------ Text provided ------

Nature recycles fallen trees by way of decay, breaking them down into reusable nutrients. Bacteria, fungi, and insects devour dead trees that can no longer resist. The very things that the tree defended against when alive are responsible for the tree’s decay. Seeds in the nutrient-rich soil benefit from their ancestor’s slow burial, the tree’s growth-giving death.

From dust we rise, and to dust we will all return.  But this death is not without benefit to others.

God formed man from the dust of the earth. At some point we all die, returning to the earth. But the Bible also speaks of another death – one we are to choose daily, a death to our selfishness and falseness. It is this death – this chosen death to self – that enables us to leave a legacy, to leave this earth nutrient-rich. It is a death that no longer resists. It is the moment-by-moment choice to stop fighting against the very things that God allows to eat away at us so that our mini-deaths can give life to others.  This is, in my opinion, the most challenging and excruciating death.

I’m talking about the decay of suffering, failure, doubt and struggles, and even sin itself. These type things — and many others we’d rather avoid — God can use to humble us. Humus is an organic portion of the soil formed by decomposing plants and trees, and it’s a word that forms the root of humility. Never are we better positioned to give life to others than by humbly seeping back into the soil.

------

* Your assignment *
In the text on tree decay and humility, which word is said to form the root of "humility"?

------ Information ------

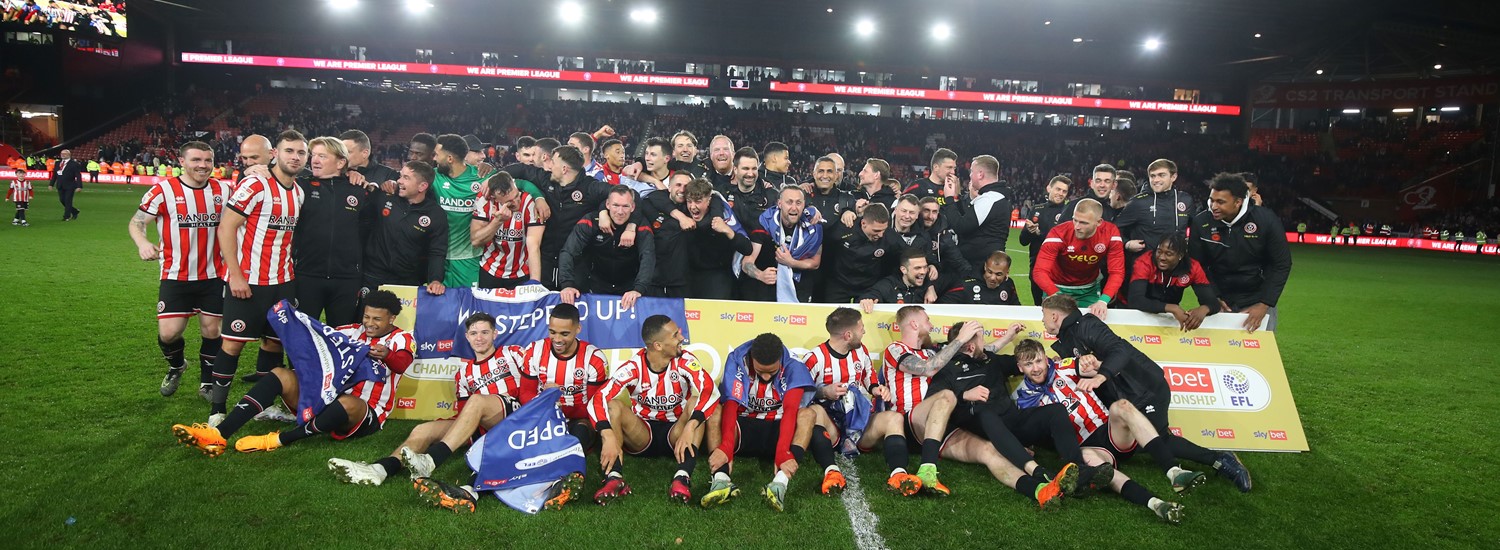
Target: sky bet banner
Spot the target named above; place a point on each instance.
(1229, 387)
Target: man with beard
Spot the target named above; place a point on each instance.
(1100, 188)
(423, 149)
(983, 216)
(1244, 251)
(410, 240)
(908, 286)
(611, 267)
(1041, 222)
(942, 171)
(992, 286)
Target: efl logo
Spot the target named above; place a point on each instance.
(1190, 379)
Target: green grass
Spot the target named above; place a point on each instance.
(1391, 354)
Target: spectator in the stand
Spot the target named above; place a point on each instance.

------

* Answer space *
Humus.